[Rows from a pointing dataset]
>> Start

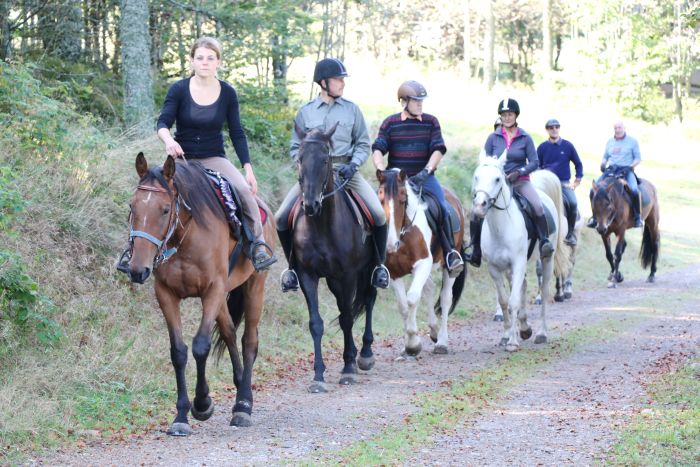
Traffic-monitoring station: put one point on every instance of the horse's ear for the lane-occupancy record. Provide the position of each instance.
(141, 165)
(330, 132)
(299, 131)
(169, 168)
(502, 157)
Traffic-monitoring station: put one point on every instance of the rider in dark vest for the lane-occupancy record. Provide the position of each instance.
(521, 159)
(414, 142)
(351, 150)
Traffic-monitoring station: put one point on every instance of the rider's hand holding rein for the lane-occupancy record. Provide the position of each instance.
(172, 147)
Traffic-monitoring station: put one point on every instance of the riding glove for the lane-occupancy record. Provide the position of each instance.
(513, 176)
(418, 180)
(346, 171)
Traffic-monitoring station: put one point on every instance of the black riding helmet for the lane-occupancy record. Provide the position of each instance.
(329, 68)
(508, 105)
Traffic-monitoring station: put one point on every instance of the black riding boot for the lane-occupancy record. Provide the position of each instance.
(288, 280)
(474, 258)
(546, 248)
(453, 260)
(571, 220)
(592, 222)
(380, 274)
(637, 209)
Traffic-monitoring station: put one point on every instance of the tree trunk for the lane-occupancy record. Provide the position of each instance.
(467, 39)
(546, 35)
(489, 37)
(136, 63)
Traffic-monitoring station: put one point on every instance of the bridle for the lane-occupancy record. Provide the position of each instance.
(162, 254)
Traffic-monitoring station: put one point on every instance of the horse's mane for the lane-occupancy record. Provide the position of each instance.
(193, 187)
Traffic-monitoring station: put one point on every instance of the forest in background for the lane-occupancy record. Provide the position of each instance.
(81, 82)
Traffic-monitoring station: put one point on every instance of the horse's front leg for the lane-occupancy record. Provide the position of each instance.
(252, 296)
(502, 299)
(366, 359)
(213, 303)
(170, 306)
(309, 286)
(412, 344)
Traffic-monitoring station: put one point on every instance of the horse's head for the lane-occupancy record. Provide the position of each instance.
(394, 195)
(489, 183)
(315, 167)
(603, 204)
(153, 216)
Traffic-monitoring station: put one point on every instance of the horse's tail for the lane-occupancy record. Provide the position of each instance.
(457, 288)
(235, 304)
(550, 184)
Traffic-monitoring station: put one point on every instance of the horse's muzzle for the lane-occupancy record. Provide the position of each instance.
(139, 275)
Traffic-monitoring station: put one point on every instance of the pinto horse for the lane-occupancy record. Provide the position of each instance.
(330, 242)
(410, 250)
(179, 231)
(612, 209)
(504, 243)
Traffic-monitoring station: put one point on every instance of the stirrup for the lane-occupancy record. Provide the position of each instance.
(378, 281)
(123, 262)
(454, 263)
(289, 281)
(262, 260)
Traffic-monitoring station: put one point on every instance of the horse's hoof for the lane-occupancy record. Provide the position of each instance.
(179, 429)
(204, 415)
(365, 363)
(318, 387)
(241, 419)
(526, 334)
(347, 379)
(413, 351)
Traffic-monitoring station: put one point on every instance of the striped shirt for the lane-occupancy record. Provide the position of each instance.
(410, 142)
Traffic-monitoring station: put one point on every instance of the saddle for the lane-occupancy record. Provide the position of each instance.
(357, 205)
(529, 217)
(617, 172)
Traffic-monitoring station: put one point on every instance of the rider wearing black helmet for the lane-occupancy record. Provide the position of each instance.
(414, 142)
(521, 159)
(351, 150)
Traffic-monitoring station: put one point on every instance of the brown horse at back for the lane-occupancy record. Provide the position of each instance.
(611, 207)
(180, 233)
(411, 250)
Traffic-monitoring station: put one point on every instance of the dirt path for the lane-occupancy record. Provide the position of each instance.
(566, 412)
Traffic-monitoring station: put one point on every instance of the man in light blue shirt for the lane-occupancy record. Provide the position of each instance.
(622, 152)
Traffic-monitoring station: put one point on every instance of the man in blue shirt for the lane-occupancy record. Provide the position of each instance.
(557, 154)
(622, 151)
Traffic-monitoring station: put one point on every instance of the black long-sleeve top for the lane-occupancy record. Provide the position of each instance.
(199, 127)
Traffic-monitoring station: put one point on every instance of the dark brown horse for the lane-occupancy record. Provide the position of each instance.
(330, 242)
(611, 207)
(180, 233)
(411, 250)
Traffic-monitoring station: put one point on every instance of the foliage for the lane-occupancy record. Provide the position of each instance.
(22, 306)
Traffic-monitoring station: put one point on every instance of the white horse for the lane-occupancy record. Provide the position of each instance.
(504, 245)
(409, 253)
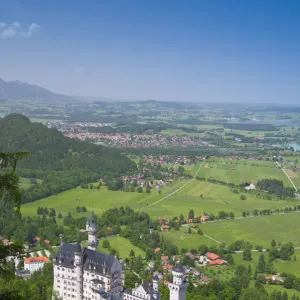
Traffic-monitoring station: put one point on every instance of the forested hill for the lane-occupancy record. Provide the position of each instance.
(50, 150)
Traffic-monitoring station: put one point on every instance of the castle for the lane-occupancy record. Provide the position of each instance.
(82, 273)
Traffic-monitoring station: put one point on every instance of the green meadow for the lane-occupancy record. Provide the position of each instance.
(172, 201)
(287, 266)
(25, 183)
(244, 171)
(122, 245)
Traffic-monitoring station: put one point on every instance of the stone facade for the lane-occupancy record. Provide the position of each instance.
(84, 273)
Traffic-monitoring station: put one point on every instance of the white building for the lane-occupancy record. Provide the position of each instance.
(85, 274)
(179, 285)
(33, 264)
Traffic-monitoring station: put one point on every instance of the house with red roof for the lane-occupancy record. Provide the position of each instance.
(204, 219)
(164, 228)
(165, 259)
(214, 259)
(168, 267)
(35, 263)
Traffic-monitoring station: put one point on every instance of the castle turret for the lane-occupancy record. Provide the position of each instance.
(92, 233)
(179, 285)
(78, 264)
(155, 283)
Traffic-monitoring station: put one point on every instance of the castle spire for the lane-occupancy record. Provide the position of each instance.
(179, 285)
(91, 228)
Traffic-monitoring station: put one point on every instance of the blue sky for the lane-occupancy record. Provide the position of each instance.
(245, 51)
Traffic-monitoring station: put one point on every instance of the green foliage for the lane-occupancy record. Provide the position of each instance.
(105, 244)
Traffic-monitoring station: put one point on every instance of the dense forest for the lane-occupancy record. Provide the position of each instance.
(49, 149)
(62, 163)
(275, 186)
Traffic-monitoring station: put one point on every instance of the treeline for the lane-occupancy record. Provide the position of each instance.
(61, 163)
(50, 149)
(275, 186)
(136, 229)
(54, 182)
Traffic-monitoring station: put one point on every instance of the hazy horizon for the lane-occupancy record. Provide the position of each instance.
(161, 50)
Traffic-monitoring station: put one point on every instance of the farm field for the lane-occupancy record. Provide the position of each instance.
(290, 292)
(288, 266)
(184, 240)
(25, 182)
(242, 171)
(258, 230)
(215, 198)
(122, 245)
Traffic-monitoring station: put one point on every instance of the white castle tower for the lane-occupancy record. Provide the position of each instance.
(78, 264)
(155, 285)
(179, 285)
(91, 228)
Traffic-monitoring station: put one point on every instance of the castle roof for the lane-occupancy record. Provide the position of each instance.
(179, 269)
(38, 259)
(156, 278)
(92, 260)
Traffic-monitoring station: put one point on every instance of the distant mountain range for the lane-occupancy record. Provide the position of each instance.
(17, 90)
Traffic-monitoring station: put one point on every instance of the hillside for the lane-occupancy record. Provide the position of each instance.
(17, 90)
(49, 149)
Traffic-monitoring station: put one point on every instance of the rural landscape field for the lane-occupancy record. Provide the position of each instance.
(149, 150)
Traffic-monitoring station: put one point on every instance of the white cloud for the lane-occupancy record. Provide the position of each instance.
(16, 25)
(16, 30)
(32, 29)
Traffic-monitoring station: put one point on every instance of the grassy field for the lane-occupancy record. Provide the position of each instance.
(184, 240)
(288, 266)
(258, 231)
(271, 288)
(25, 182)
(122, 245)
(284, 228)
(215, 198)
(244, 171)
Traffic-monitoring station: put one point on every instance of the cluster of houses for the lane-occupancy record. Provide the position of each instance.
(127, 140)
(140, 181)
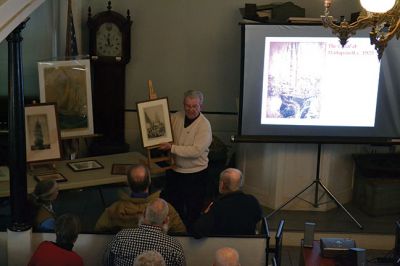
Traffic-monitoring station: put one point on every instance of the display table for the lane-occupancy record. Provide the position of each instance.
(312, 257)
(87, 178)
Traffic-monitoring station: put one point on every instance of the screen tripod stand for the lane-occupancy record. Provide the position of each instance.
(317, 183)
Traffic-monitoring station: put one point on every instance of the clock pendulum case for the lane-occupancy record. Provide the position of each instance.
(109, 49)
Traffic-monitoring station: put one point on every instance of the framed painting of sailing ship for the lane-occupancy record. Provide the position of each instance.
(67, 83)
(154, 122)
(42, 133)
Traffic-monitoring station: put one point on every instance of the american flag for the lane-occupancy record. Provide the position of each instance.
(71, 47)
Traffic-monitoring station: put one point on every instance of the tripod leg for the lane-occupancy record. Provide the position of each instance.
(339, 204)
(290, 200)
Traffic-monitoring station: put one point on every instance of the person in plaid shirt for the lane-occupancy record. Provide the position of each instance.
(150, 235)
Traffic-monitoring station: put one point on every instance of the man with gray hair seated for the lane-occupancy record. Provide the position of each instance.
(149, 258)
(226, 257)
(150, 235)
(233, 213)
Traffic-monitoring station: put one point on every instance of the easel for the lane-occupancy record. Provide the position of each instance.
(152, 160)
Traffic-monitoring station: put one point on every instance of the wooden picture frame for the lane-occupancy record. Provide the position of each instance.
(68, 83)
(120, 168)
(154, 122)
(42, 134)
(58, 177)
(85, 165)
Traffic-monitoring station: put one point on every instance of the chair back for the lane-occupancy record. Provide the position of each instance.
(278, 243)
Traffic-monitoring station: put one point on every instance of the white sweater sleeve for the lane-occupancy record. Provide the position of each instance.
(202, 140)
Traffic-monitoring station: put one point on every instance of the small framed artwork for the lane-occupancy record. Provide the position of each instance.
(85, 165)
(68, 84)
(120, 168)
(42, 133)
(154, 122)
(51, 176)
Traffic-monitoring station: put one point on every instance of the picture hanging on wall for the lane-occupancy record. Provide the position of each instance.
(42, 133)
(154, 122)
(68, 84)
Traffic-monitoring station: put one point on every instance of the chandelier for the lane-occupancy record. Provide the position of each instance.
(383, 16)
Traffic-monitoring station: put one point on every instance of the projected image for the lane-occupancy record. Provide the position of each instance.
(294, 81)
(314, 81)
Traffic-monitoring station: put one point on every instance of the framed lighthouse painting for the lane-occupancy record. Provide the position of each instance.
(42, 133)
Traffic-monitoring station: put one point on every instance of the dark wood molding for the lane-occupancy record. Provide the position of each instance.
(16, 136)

>> End

● **Exercise**: Repeat exactly the lines starting at the line with "of the picture" and ending with the final line of the entries. Include nothing else.

● **Result of this task**:
Traffic-monitoring station: put one point on every instance of the picture hanging on wall for the lane-occupancy record. Provide the position of each instance.
(42, 133)
(154, 122)
(68, 84)
Traffic-monitoring station: put one point on every instance of the chandelier for the lane-occupancy record. Provide the position of each instance.
(383, 16)
Traffic-monitoring station: put one point on every instance of the projected image for the lane-occupancy record. Provide the position of each instance.
(294, 81)
(314, 81)
Traffic-monitoring station: put one point on every instance of the framed lighthouse painting for the lane-occupancy record. Provide the position of each instance.
(42, 133)
Traffic-monitoring station: put one point on every instance of the dark wood molding for the lane-occupancy record. Provide the position of each instance.
(16, 136)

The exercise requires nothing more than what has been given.